Point placement records

========

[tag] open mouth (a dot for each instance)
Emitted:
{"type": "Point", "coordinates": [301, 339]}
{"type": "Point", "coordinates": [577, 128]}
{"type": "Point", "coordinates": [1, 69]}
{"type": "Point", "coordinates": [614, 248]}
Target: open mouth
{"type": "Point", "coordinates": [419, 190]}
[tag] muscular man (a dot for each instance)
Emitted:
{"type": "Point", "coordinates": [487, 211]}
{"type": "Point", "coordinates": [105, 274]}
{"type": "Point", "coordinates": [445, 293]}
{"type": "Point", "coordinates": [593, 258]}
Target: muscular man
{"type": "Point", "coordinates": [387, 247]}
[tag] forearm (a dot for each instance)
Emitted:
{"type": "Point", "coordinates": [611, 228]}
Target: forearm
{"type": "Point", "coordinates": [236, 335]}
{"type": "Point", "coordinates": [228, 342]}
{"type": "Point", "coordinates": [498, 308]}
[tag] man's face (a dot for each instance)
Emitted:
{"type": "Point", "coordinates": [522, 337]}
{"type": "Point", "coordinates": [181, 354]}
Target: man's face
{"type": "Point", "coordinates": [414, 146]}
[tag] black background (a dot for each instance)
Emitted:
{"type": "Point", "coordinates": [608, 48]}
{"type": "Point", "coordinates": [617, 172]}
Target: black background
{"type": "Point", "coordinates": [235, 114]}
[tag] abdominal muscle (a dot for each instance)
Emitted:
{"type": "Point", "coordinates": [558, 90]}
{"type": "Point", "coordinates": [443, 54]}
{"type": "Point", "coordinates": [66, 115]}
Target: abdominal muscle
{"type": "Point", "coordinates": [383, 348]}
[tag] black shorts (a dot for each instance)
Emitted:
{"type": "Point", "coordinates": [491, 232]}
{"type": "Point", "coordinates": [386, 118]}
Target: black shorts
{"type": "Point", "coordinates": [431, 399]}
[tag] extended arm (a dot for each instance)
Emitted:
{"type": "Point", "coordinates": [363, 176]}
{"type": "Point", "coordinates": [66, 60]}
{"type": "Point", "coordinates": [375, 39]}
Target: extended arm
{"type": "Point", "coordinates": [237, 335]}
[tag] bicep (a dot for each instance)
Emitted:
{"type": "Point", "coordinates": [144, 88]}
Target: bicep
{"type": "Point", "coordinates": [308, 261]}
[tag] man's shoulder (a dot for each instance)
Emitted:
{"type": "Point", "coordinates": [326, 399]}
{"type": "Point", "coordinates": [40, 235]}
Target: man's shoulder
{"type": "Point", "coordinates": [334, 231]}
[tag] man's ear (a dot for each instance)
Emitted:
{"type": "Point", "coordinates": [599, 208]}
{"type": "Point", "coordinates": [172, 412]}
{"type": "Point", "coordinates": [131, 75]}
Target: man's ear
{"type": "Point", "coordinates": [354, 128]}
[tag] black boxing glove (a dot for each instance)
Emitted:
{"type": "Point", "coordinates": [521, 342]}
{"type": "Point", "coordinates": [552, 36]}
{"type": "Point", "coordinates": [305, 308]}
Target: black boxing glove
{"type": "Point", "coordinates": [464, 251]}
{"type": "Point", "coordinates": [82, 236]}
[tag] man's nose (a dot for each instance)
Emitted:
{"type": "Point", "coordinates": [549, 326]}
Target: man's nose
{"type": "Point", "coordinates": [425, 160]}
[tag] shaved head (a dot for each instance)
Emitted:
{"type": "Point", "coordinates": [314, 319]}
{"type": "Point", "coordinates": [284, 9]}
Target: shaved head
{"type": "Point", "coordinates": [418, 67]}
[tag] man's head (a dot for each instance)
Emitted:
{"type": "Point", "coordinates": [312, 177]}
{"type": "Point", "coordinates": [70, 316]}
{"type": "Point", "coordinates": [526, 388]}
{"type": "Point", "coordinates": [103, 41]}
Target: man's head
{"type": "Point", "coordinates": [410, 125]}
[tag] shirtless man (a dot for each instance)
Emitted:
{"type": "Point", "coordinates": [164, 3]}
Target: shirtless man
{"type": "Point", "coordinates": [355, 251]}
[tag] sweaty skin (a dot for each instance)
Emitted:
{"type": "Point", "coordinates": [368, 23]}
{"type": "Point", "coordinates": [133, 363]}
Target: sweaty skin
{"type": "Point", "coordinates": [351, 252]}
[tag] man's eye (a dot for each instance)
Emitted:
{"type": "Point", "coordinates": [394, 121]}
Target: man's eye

========

**Problem description**:
Can you turn every line of the entries above into a Markdown table with the columns "Row" and "Line", numbering the rows and leaving out blank lines?

**Output of the exercise**:
| Row | Line |
|---|---|
| 1 | [tag] open mouth (a dot for each instance) |
| 2 | Emitted: |
| 3 | {"type": "Point", "coordinates": [301, 339]} |
| 4 | {"type": "Point", "coordinates": [577, 128]} |
| 5 | {"type": "Point", "coordinates": [1, 69]} |
| 6 | {"type": "Point", "coordinates": [614, 248]} |
| 7 | Target: open mouth |
| 8 | {"type": "Point", "coordinates": [419, 190]} |
| 9 | [tag] muscular man (a dot for each instance) |
| 10 | Emitted: |
| 11 | {"type": "Point", "coordinates": [487, 211]} |
| 12 | {"type": "Point", "coordinates": [105, 274]} |
| 13 | {"type": "Point", "coordinates": [445, 293]} |
| 14 | {"type": "Point", "coordinates": [593, 258]} |
| 15 | Target: muscular man |
| 16 | {"type": "Point", "coordinates": [387, 247]} |
| 17 | [tag] forearm (a dot for each instance) |
| 18 | Emitted: |
| 19 | {"type": "Point", "coordinates": [611, 228]} |
| 20 | Target: forearm |
| 21 | {"type": "Point", "coordinates": [236, 335]} |
| 22 | {"type": "Point", "coordinates": [228, 342]} |
| 23 | {"type": "Point", "coordinates": [498, 308]} |
| 24 | [tag] man's face (a dot for each instance) |
| 25 | Emitted: |
| 26 | {"type": "Point", "coordinates": [522, 337]} |
| 27 | {"type": "Point", "coordinates": [181, 354]} |
| 28 | Target: man's face |
| 29 | {"type": "Point", "coordinates": [414, 146]} |
| 30 | [tag] black background (a dot for each instance) |
| 31 | Emitted: |
| 32 | {"type": "Point", "coordinates": [608, 48]} |
| 33 | {"type": "Point", "coordinates": [617, 172]} |
| 34 | Target: black background |
| 35 | {"type": "Point", "coordinates": [235, 114]} |
| 36 | [tag] abdominal muscle (a dot for each instance) |
| 37 | Emitted: |
| 38 | {"type": "Point", "coordinates": [558, 90]} |
| 39 | {"type": "Point", "coordinates": [443, 54]} |
| 40 | {"type": "Point", "coordinates": [66, 115]} |
| 41 | Target: abdominal muscle |
| 42 | {"type": "Point", "coordinates": [383, 348]} |
| 43 | [tag] black shorts (a dot for each instance) |
| 44 | Emitted: |
| 45 | {"type": "Point", "coordinates": [491, 232]} |
| 46 | {"type": "Point", "coordinates": [386, 118]} |
| 47 | Target: black shorts |
| 48 | {"type": "Point", "coordinates": [431, 399]} |
| 49 | [tag] extended arm (a dot for each instance) |
| 50 | Emitted: |
| 51 | {"type": "Point", "coordinates": [363, 176]} |
| 52 | {"type": "Point", "coordinates": [66, 60]} |
| 53 | {"type": "Point", "coordinates": [375, 39]} |
| 54 | Target: extended arm |
| 55 | {"type": "Point", "coordinates": [237, 335]} |
| 56 | [tag] bicep (a dot for each instance) |
| 57 | Emitted: |
| 58 | {"type": "Point", "coordinates": [144, 88]} |
| 59 | Target: bicep |
| 60 | {"type": "Point", "coordinates": [308, 261]} |
| 61 | [tag] man's shoulder (a dot for each instance) |
| 62 | Emitted: |
| 63 | {"type": "Point", "coordinates": [326, 399]} |
| 64 | {"type": "Point", "coordinates": [40, 235]} |
| 65 | Target: man's shoulder |
| 66 | {"type": "Point", "coordinates": [334, 231]} |
| 67 | [tag] man's ear (a dot for each instance) |
| 68 | Emitted: |
| 69 | {"type": "Point", "coordinates": [599, 208]} |
| 70 | {"type": "Point", "coordinates": [172, 412]} |
| 71 | {"type": "Point", "coordinates": [131, 75]} |
| 72 | Target: man's ear |
| 73 | {"type": "Point", "coordinates": [354, 128]} |
| 74 | [tag] black boxing glove (a dot for each instance) |
| 75 | Emitted: |
| 76 | {"type": "Point", "coordinates": [521, 342]} |
| 77 | {"type": "Point", "coordinates": [552, 36]} |
| 78 | {"type": "Point", "coordinates": [305, 308]} |
| 79 | Target: black boxing glove |
| 80 | {"type": "Point", "coordinates": [464, 251]} |
| 81 | {"type": "Point", "coordinates": [82, 236]} |
| 82 | [tag] man's nose (a dot for each instance) |
| 83 | Emitted: |
| 84 | {"type": "Point", "coordinates": [549, 326]} |
| 85 | Target: man's nose |
| 86 | {"type": "Point", "coordinates": [425, 160]} |
| 87 | [tag] shaved head (a dot for each instance) |
| 88 | Emitted: |
| 89 | {"type": "Point", "coordinates": [314, 319]} |
| 90 | {"type": "Point", "coordinates": [284, 9]} |
| 91 | Target: shaved head |
| 92 | {"type": "Point", "coordinates": [418, 67]} |
| 93 | [tag] man's head (a dot for each instance) |
| 94 | Emitted: |
| 95 | {"type": "Point", "coordinates": [312, 177]} |
| 96 | {"type": "Point", "coordinates": [70, 316]} |
| 97 | {"type": "Point", "coordinates": [526, 388]} |
| 98 | {"type": "Point", "coordinates": [103, 41]} |
| 99 | Target: man's head |
| 100 | {"type": "Point", "coordinates": [410, 125]} |
| 101 | [tag] shirtless man (a dot for each instance) |
| 102 | Emitted: |
| 103 | {"type": "Point", "coordinates": [164, 3]} |
| 104 | Target: shirtless man |
| 105 | {"type": "Point", "coordinates": [355, 251]} |
| 106 | [tag] sweaty skin (a dot for each instance) |
| 107 | Emitted: |
| 108 | {"type": "Point", "coordinates": [368, 23]} |
| 109 | {"type": "Point", "coordinates": [133, 363]} |
| 110 | Target: sweaty skin |
| 111 | {"type": "Point", "coordinates": [351, 252]} |
| 112 | [tag] man's eye (a dot for each instance) |
| 113 | Emitted: |
| 114 | {"type": "Point", "coordinates": [394, 121]} |
| 115 | Target: man's eye |